__Work to be completed__. Copy out the full listing exactly, omitting any picture it contains.

__Listed records__.

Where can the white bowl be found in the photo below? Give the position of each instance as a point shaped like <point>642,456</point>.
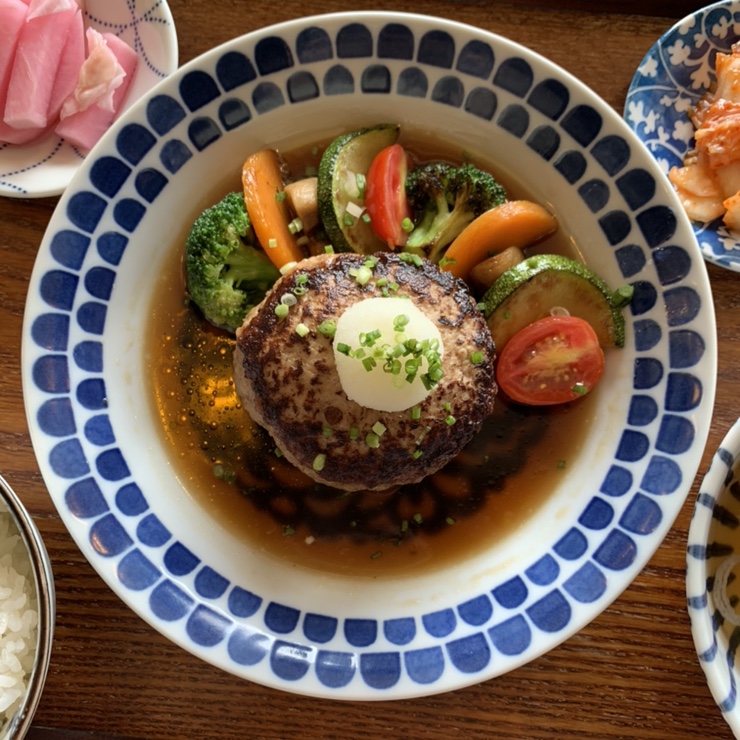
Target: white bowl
<point>30,561</point>
<point>712,569</point>
<point>671,78</point>
<point>103,455</point>
<point>44,167</point>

__Written response__.
Where can the white bowl be found in the photo below? Give the position of each instance as a point shaped like <point>642,456</point>.
Target: white bowl
<point>30,561</point>
<point>712,569</point>
<point>671,78</point>
<point>103,455</point>
<point>44,167</point>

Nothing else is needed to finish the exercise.